----- Records for processing -----

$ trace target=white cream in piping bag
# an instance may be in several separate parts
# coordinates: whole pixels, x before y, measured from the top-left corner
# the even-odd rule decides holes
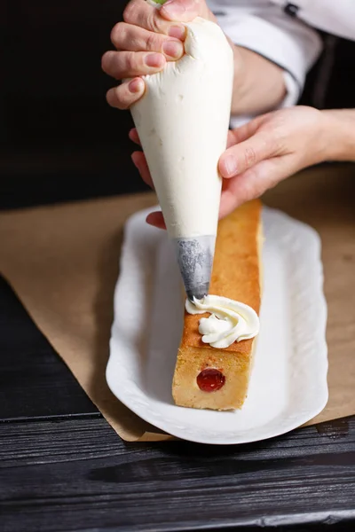
[[[259,317],[248,305],[219,295],[207,295],[203,300],[188,299],[185,309],[189,314],[209,312],[200,320],[199,332],[202,341],[212,348],[223,349],[234,341],[249,340],[259,332]]]
[[[217,234],[217,162],[226,146],[233,79],[233,51],[221,28],[201,18],[185,27],[185,55],[145,76],[146,92],[131,107],[172,239]]]

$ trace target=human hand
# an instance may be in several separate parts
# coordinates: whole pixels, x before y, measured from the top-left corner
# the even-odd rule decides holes
[[[101,61],[104,72],[116,80],[126,80],[110,89],[110,106],[127,109],[144,94],[140,76],[156,74],[167,61],[184,55],[185,29],[179,22],[200,16],[216,21],[205,0],[168,0],[160,10],[145,0],[130,0],[123,12],[123,22],[111,32],[117,51],[106,51]]]
[[[130,138],[139,144],[136,129],[130,132]],[[298,170],[326,160],[329,144],[326,115],[312,107],[269,113],[230,131],[227,150],[218,163],[224,178],[219,217]],[[143,153],[133,153],[132,160],[143,180],[153,187]],[[160,212],[150,214],[146,221],[165,228]]]

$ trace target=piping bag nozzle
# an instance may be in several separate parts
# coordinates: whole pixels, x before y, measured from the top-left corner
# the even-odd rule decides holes
[[[174,239],[173,243],[188,299],[202,299],[209,290],[216,236]]]

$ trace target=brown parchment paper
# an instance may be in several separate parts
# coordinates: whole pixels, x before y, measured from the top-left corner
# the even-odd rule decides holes
[[[0,273],[117,434],[171,439],[123,406],[105,379],[127,217],[153,193],[0,214]],[[329,401],[308,424],[355,414],[355,166],[313,168],[264,197],[322,239]]]

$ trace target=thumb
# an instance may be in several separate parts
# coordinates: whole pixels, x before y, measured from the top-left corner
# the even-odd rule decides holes
[[[232,179],[224,179],[219,217],[224,218],[243,203],[259,198],[268,189],[299,169],[289,156],[261,160]]]
[[[222,177],[242,174],[265,159],[278,155],[276,143],[270,135],[256,133],[226,150],[220,157],[218,168]]]
[[[160,10],[167,20],[189,22],[196,17],[209,18],[209,9],[204,0],[168,0]]]

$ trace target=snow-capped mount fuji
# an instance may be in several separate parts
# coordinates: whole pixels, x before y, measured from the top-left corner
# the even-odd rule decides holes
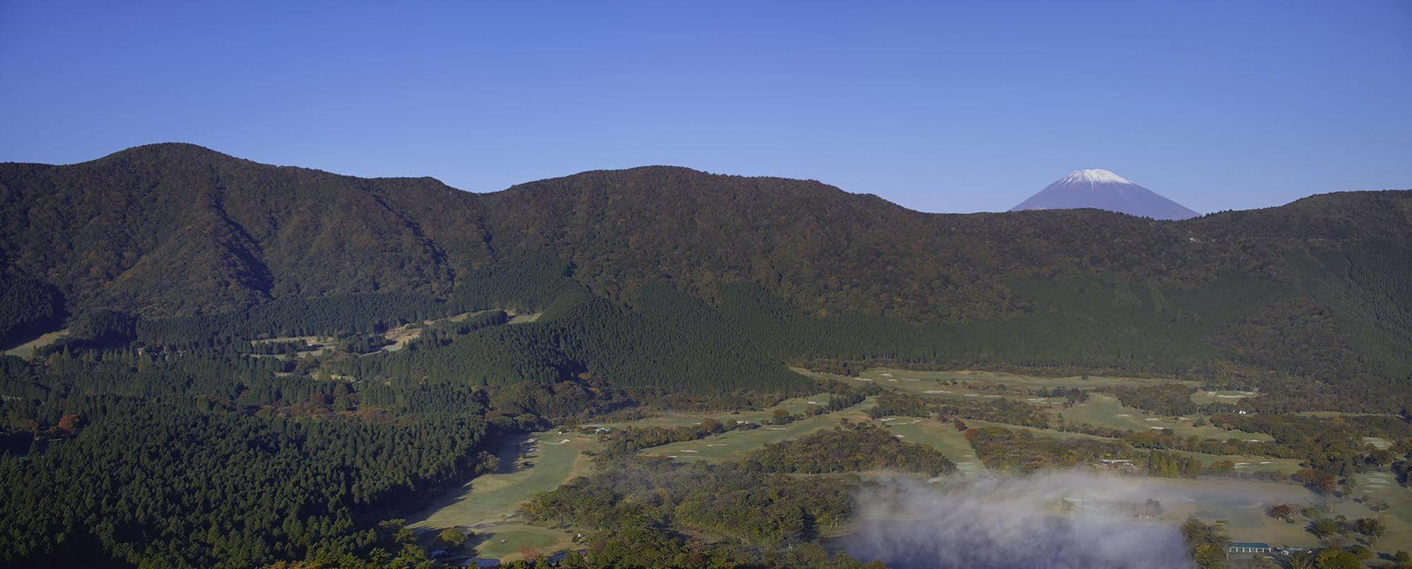
[[[1076,169],[1010,210],[1077,208],[1106,209],[1152,219],[1200,216],[1200,213],[1107,169]]]

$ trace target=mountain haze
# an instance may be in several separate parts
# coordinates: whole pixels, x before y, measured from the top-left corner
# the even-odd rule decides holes
[[[1029,199],[1012,208],[1011,212],[1079,208],[1168,220],[1200,216],[1200,213],[1107,169],[1076,169],[1045,186],[1039,193],[1029,196]]]

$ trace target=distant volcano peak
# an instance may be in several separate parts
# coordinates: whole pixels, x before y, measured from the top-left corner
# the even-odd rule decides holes
[[[1113,174],[1111,171],[1094,168],[1094,169],[1076,169],[1063,176],[1060,182],[1076,184],[1132,184],[1131,179]],[[1137,184],[1132,184],[1137,185]]]
[[[1107,169],[1069,172],[1012,208],[1011,212],[1079,208],[1106,209],[1152,219],[1187,219],[1200,215]]]

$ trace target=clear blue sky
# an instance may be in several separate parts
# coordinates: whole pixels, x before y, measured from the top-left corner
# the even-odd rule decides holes
[[[1412,188],[1412,1],[0,0],[0,161],[188,141],[467,191],[675,164],[1004,210]],[[946,6],[938,6],[946,4]]]

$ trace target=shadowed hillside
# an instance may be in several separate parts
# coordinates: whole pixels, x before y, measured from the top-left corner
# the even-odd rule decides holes
[[[640,309],[657,298],[648,285],[669,282],[723,311],[703,333],[758,333],[751,349],[786,360],[1358,376],[1394,391],[1412,374],[1399,347],[1412,343],[1406,191],[1185,222],[933,215],[815,181],[674,167],[467,193],[155,144],[3,164],[0,196],[10,282],[58,287],[45,302],[71,313],[390,292],[426,295],[398,301],[421,306],[474,271],[544,257]],[[676,318],[671,306],[652,318]],[[16,330],[55,319],[11,312]]]

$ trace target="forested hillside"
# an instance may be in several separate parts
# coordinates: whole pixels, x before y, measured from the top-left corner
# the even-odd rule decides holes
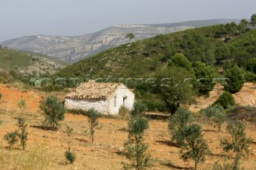
[[[206,26],[128,43],[66,67],[59,77],[150,77],[182,53],[192,63],[238,64],[253,71],[256,30],[243,23]],[[248,65],[248,64],[250,65]]]

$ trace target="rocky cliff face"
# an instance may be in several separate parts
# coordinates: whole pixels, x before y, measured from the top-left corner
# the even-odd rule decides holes
[[[34,51],[70,62],[76,62],[100,51],[130,41],[126,35],[132,33],[132,41],[154,37],[203,26],[223,24],[237,20],[217,19],[158,25],[121,25],[81,36],[47,36],[34,34],[1,42],[2,46]]]

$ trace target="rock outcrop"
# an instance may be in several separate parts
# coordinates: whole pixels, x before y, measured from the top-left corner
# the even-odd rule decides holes
[[[204,20],[172,24],[115,26],[81,36],[49,36],[34,34],[9,40],[0,45],[25,51],[34,51],[70,62],[76,62],[100,51],[130,42],[126,35],[132,33],[132,41],[154,37],[203,26],[222,24],[237,20]]]

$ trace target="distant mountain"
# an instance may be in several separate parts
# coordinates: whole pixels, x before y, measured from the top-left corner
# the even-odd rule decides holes
[[[182,53],[192,63],[202,61],[218,67],[226,62],[226,65],[237,64],[251,72],[247,78],[255,80],[256,30],[238,30],[235,34],[230,30],[216,25],[127,43],[68,65],[54,77],[108,80],[154,77],[175,53]]]
[[[23,75],[52,74],[66,65],[44,54],[0,48],[0,73],[15,71]]]
[[[132,42],[186,29],[225,24],[238,20],[212,19],[178,23],[138,25],[129,24],[106,28],[80,36],[27,35],[0,43],[2,46],[24,51],[34,51],[70,62],[76,62],[98,52],[129,42],[126,35],[132,33]]]

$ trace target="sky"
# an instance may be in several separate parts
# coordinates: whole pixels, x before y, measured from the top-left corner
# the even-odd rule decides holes
[[[250,19],[255,0],[0,0],[0,42],[24,35],[74,36],[121,24]]]

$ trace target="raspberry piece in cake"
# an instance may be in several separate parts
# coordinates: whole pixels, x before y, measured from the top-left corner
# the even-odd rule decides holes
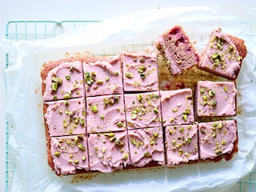
[[[159,92],[125,94],[128,129],[160,126]]]
[[[88,146],[90,170],[110,173],[130,164],[126,130],[90,134]]]
[[[163,126],[194,122],[191,89],[161,90]]]
[[[57,174],[89,170],[87,140],[83,134],[51,138],[50,155],[49,164]]]
[[[199,81],[195,95],[198,117],[236,115],[237,90],[233,82]]]
[[[198,67],[217,75],[236,79],[242,59],[247,54],[244,41],[226,34],[220,28],[214,30],[202,54]]]
[[[45,102],[45,125],[50,136],[86,134],[85,108],[83,98]]]
[[[131,165],[164,165],[164,144],[162,127],[128,130]]]
[[[166,148],[168,166],[198,160],[197,125],[166,126]]]
[[[126,122],[122,95],[89,97],[86,101],[88,133],[126,130]]]
[[[62,59],[50,62],[41,70],[44,101],[84,97],[81,60]]]
[[[182,74],[184,70],[198,63],[198,54],[188,35],[179,26],[159,36],[155,46],[173,74]]]
[[[88,96],[122,94],[122,65],[119,55],[83,59],[86,94]]]
[[[158,90],[155,52],[122,54],[124,91]]]
[[[198,142],[200,158],[232,158],[238,151],[238,133],[235,120],[200,122]]]

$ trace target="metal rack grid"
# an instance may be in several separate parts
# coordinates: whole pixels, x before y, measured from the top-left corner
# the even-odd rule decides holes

-----

Each record above must be returned exactly as written, with its pictures omitted.

$ trace target=white cream in piping bag
# an instance may be in several separate parts
# coordinates: whole pixels, x before y, measured from the top-left corner
# the even-odd rule decides holes
[[[259,317],[248,305],[219,295],[207,295],[203,300],[188,299],[185,309],[189,314],[209,312],[200,320],[199,332],[202,341],[212,348],[223,349],[234,341],[249,340],[259,332]]]
[[[217,234],[217,162],[226,146],[233,79],[233,51],[221,28],[201,18],[185,27],[185,55],[145,76],[146,92],[131,107],[172,239]]]

$ trace target=human hand
# an instance may be in several separate parts
# coordinates: whole pixels, x before y, measured from the top-left corner
# the even-odd rule decides holes
[[[101,61],[104,72],[116,80],[126,80],[110,89],[110,106],[127,109],[144,94],[140,76],[156,74],[167,61],[184,55],[185,29],[179,22],[200,16],[216,21],[205,0],[168,0],[160,10],[145,0],[130,0],[123,12],[123,22],[111,32],[117,51],[106,51]]]
[[[130,138],[139,144],[136,129],[130,132]],[[298,170],[326,160],[329,144],[326,115],[312,107],[269,113],[230,131],[227,150],[218,163],[224,178],[219,217]],[[143,153],[133,153],[132,160],[143,180],[153,187]],[[160,212],[150,214],[146,221],[165,228]]]

$ trace target=piping bag nozzle
# an instance may be in several separate parts
# coordinates: whole pixels, x before y, measured from the top-left corner
# the even-odd rule decides holes
[[[174,239],[173,243],[188,299],[202,299],[209,290],[216,236]]]

$ trace target=brown parchment paper
# an instance may be in several separate parts
# coordinates: whole pixels, x before y, measured from the top-left corner
# the even-odd rule decides holes
[[[0,273],[117,434],[171,439],[123,406],[105,379],[127,217],[153,193],[0,214]],[[329,401],[308,424],[355,414],[355,166],[313,168],[264,197],[322,239]]]

$ trace target=thumb
# an instance may be in several separate parts
# coordinates: whole pixels, x before y, measured from the top-left corner
# the even-odd rule decides holes
[[[232,179],[224,179],[219,217],[224,218],[243,203],[259,198],[268,189],[299,169],[289,156],[261,160]]]
[[[222,177],[242,174],[265,159],[278,155],[276,143],[270,135],[256,133],[226,150],[220,157],[218,168]]]
[[[160,10],[167,20],[189,22],[196,17],[209,18],[209,9],[204,0],[168,0]]]

$ trace target=snow-capped mount fuji
# an instance may be in several separate parts
# coordinates: whole pixels, x before y, measured from the top-left corner
# the even-odd rule decides holes
[[[1076,169],[1010,210],[1077,208],[1106,209],[1152,219],[1200,216],[1200,213],[1107,169]]]

$ trace target=mountain haze
# an instance may be in several separate parts
# coordinates: whole pixels, x before y, measured from the top-left corner
# the even-odd rule decides holes
[[[1029,199],[1012,208],[1011,212],[1079,208],[1168,220],[1200,216],[1200,213],[1107,169],[1076,169],[1045,186],[1039,193],[1029,196]]]

$ trace target=distant volcano peak
# an instance may be in several separate parts
# coordinates: whole pixels, x before y, measured from the top-left corner
# the even-odd rule decides holes
[[[1113,174],[1111,171],[1094,168],[1094,169],[1076,169],[1063,176],[1060,182],[1076,184],[1132,184],[1131,179]],[[1137,184],[1132,184],[1137,185]]]
[[[1107,169],[1069,172],[1012,208],[1011,212],[1079,208],[1106,209],[1152,219],[1187,219],[1200,215]]]

$ trace target=clear blue sky
# an instance may be in several separate parts
# coordinates: whole pixels, x before y, measured from the top-left corner
# the even-odd rule decides holes
[[[1412,188],[1412,1],[0,0],[0,161],[188,141],[467,191],[675,164],[1004,210]],[[946,6],[938,6],[946,4]]]

$ trace target=shadowed hillside
# an instance may be in several separate parts
# coordinates: whole pixels, x before y, measured from the top-left corner
# the even-odd rule decides holes
[[[640,309],[657,298],[648,285],[669,282],[723,311],[703,333],[758,333],[751,349],[786,360],[1358,376],[1394,391],[1412,374],[1399,347],[1412,343],[1406,191],[1185,222],[933,215],[815,181],[674,167],[467,193],[155,144],[3,164],[0,196],[10,282],[58,287],[45,302],[71,313],[390,292],[426,295],[398,301],[421,306],[474,271],[544,257]],[[676,318],[671,306],[652,318]],[[16,330],[55,319],[11,312]]]

$ trace target="forested hillside"
# an instance may be in several separate parts
# coordinates: whole pixels, x before y, measured from the top-left corner
# the even-odd rule decides holes
[[[206,26],[128,43],[66,67],[59,77],[150,77],[182,53],[192,63],[238,64],[253,71],[256,30],[243,23]],[[248,65],[248,64],[250,65]]]

$ trace target="rocky cliff face"
# an instance may be in several separate parts
# coordinates: whole pixels, x before y, measured from the top-left corner
# the even-odd rule decides holes
[[[34,51],[70,62],[76,62],[100,51],[130,41],[126,35],[132,33],[132,41],[154,37],[203,26],[223,24],[237,20],[217,19],[158,25],[121,25],[81,36],[47,36],[34,34],[1,42],[2,46]]]

$ trace target="rock outcrop"
# an instance may be in several separate parts
# coordinates: whole pixels, x before y, measured from the top-left corner
# the even-odd rule decides holes
[[[204,20],[172,24],[115,26],[81,36],[49,36],[34,34],[9,40],[0,45],[25,51],[34,51],[70,62],[76,62],[100,51],[130,42],[126,35],[132,33],[132,41],[154,37],[203,26],[222,24],[237,20]]]

$ trace target="distant mountain"
# an instance may be in several separate parts
# coordinates: whole pixels, x before y, measured from the top-left corner
# the even-odd rule decides holes
[[[182,53],[192,63],[202,61],[218,67],[226,62],[226,65],[237,64],[251,72],[247,78],[255,80],[256,30],[238,30],[235,34],[230,30],[216,25],[127,43],[68,65],[54,77],[108,80],[154,77],[175,53]]]
[[[23,75],[52,74],[66,65],[44,54],[0,48],[0,73],[15,71]]]
[[[132,42],[186,29],[225,24],[238,20],[212,19],[178,23],[138,25],[129,24],[106,28],[80,36],[27,35],[0,43],[2,46],[24,51],[34,51],[70,62],[76,62],[98,52],[129,42],[126,35],[132,33]]]

$ trace target="sky"
# an instance may be in several separate parts
# coordinates: whole pixels, x before y, measured from the top-left corner
# the even-odd rule decides holes
[[[250,19],[255,0],[0,0],[0,42],[24,35],[74,36],[121,24]]]

$ trace target="raspberry piece in cake"
# an instance may be in several separate parts
# coordinates: whole pixels, x before y, measured from the top-left corner
# the even-odd rule decides holes
[[[159,92],[125,94],[128,129],[160,126]]]
[[[88,146],[90,170],[110,173],[130,164],[126,130],[90,134]]]
[[[163,126],[194,122],[191,89],[161,90]]]
[[[57,174],[89,170],[87,140],[83,134],[51,138],[50,155],[49,164]]]
[[[199,81],[195,95],[198,117],[236,115],[237,90],[233,82]]]
[[[198,67],[217,75],[236,79],[242,59],[247,54],[244,41],[226,34],[220,28],[214,30],[202,54]]]
[[[45,102],[45,125],[50,136],[86,134],[85,108],[83,98]]]
[[[131,165],[164,165],[164,144],[162,127],[128,130]]]
[[[166,148],[168,166],[198,160],[197,125],[166,126]]]
[[[126,122],[122,95],[89,97],[86,101],[88,133],[126,130]]]
[[[62,59],[50,62],[41,70],[44,101],[84,97],[81,60]]]
[[[182,74],[184,70],[198,63],[198,54],[188,35],[179,26],[159,36],[155,46],[173,74]]]
[[[88,96],[122,94],[122,65],[119,55],[83,59],[86,94]]]
[[[158,90],[155,52],[122,54],[124,91]]]
[[[198,142],[200,158],[232,158],[238,151],[238,133],[235,120],[200,122]]]

$ trace target="metal rack grid"
# an instance may be in several separate parts
# coordinates: whole pixels, x before y, measured from the top-left corner
# the even-odd rule decides holes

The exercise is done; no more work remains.